Work order - Reproduce all the data exactly, without pictures.

Records provided -
+--
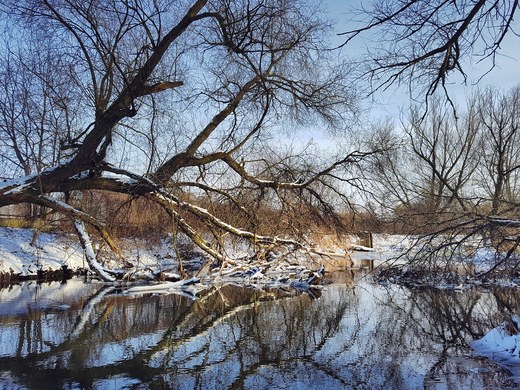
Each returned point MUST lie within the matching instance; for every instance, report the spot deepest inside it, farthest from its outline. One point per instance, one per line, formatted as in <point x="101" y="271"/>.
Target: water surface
<point x="85" y="335"/>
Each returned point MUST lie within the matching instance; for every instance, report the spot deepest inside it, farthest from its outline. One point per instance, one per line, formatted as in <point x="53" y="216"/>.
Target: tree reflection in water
<point x="368" y="336"/>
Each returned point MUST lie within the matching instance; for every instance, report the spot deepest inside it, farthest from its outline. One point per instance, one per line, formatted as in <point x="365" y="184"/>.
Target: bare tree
<point x="498" y="115"/>
<point x="426" y="173"/>
<point x="204" y="83"/>
<point x="423" y="42"/>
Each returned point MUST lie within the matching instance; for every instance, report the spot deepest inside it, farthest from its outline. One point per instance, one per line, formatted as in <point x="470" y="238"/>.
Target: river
<point x="351" y="333"/>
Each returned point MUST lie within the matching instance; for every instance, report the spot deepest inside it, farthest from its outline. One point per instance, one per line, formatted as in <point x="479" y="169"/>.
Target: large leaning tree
<point x="159" y="99"/>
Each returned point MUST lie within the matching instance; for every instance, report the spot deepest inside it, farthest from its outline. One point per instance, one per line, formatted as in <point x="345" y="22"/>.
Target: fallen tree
<point x="194" y="91"/>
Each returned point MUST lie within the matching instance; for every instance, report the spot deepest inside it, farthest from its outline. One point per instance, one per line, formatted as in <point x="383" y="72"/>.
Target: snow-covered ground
<point x="502" y="345"/>
<point x="51" y="251"/>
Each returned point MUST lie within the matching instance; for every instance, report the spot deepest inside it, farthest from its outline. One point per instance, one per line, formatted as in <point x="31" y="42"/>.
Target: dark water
<point x="348" y="335"/>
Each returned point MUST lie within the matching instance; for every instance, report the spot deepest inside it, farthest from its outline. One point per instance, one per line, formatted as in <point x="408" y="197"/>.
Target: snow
<point x="90" y="254"/>
<point x="50" y="253"/>
<point x="502" y="344"/>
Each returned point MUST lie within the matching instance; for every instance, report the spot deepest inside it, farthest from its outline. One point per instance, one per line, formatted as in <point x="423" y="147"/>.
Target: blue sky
<point x="505" y="75"/>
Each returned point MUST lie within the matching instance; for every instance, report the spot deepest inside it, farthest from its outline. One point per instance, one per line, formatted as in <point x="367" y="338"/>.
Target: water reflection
<point x="366" y="336"/>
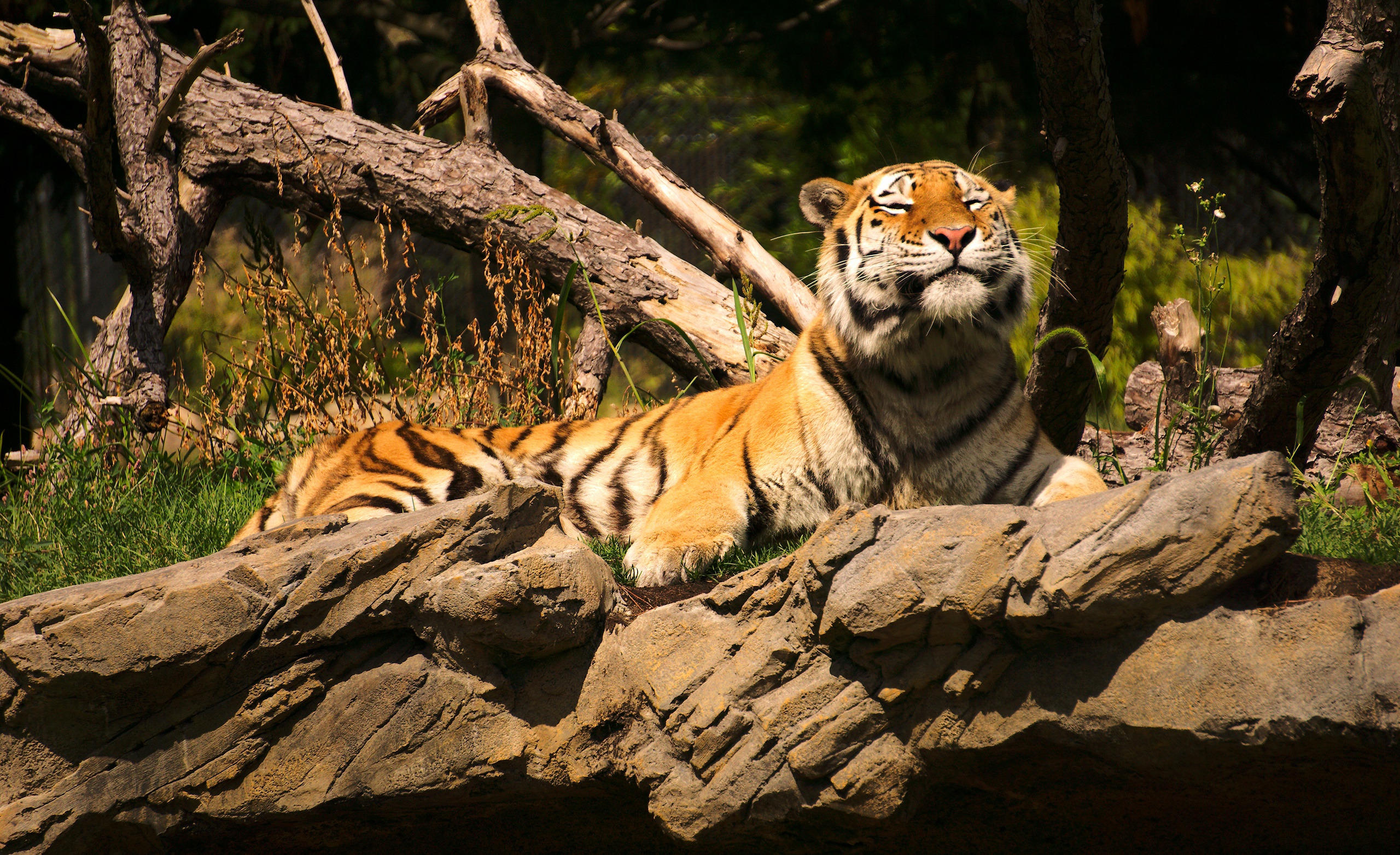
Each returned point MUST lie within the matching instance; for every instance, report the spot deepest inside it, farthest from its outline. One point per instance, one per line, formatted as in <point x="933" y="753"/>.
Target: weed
<point x="1367" y="532"/>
+--
Result of the exercise -
Each returned point MUST lie within the matching instance; for every instance, report the spot deepest inside it, farthest from its outline. One point per instance, one per line, formatted as in <point x="101" y="271"/>.
Target: water surface
<point x="85" y="335"/>
Each returned point MUST lie within the matching instance; for every instance, report the spot deepest inside it, farthest from its outline. One point per instance, one per line, formatted as in <point x="53" y="216"/>.
Target: tree reflection in water
<point x="368" y="336"/>
Each returned point MUST lie within the matching instance; for every instance, report the spot deepest inside it, farthest from its outline. One point per instance, one per line, formatted as in <point x="365" y="184"/>.
Target: bare tree
<point x="498" y="115"/>
<point x="426" y="173"/>
<point x="204" y="83"/>
<point x="423" y="42"/>
Each returned point MUST lie within the matching instance; for every instance, report the spot deepest inside it, farthest from its outline. One point per instance, one per line, formatted as in <point x="470" y="238"/>.
Target: river
<point x="351" y="333"/>
Each returned point MUST lie within the matching instance; for every instance, report the spot deepest inside it, farthest from its outline. One point per instance, one per line, formatted as in <point x="479" y="169"/>.
Target: large leaning tree
<point x="159" y="99"/>
Each returned point MUST lie within the matching instance; for every instance, report the spot deepest inside it, farthest from its outline. One point per instance, one per line, formatted as in <point x="345" y="22"/>.
Target: fallen tree
<point x="194" y="91"/>
Each returned point MUST lie within the matching instance; for every instance, report the spot deepest inside it, farthest from its outline. One point per instance, one per line, formatted as in <point x="383" y="72"/>.
Target: snow-covered ground
<point x="502" y="345"/>
<point x="51" y="251"/>
Each returned point MUST lie within the matching instance; for every instance, report the spot deepest inside it, farthest from its outline. One point per instance, one per line, formatted as in <point x="31" y="42"/>.
Target: dark water
<point x="348" y="335"/>
Each returned point MUST lie within the matching instance; for every instance, report the spot deepest inside it, farthest from its outline. One point per instance, one per line, formatted as in <point x="408" y="197"/>.
Target: snow
<point x="90" y="254"/>
<point x="50" y="253"/>
<point x="502" y="344"/>
Each returned point MUST lie within the matching instance; for every instance, report the spot deepest inside it, farthest from its outline. One point per instance, one per line, formatted as in <point x="423" y="147"/>.
Target: blue sky
<point x="505" y="75"/>
Each returned point MUST lie within the matching instance; for every instance, report the spot deepest inside it, farthest from its outline. One point per instance, one per line, formatted as in <point x="367" y="338"/>.
Target: water reflection
<point x="366" y="336"/>
Each returned point MUST lie within the matching instance; for every instance, report the spot deepest inside it, farthest from its outline. One point per instance, one per line, formatted as in <point x="933" y="753"/>.
Target: weed
<point x="1367" y="532"/>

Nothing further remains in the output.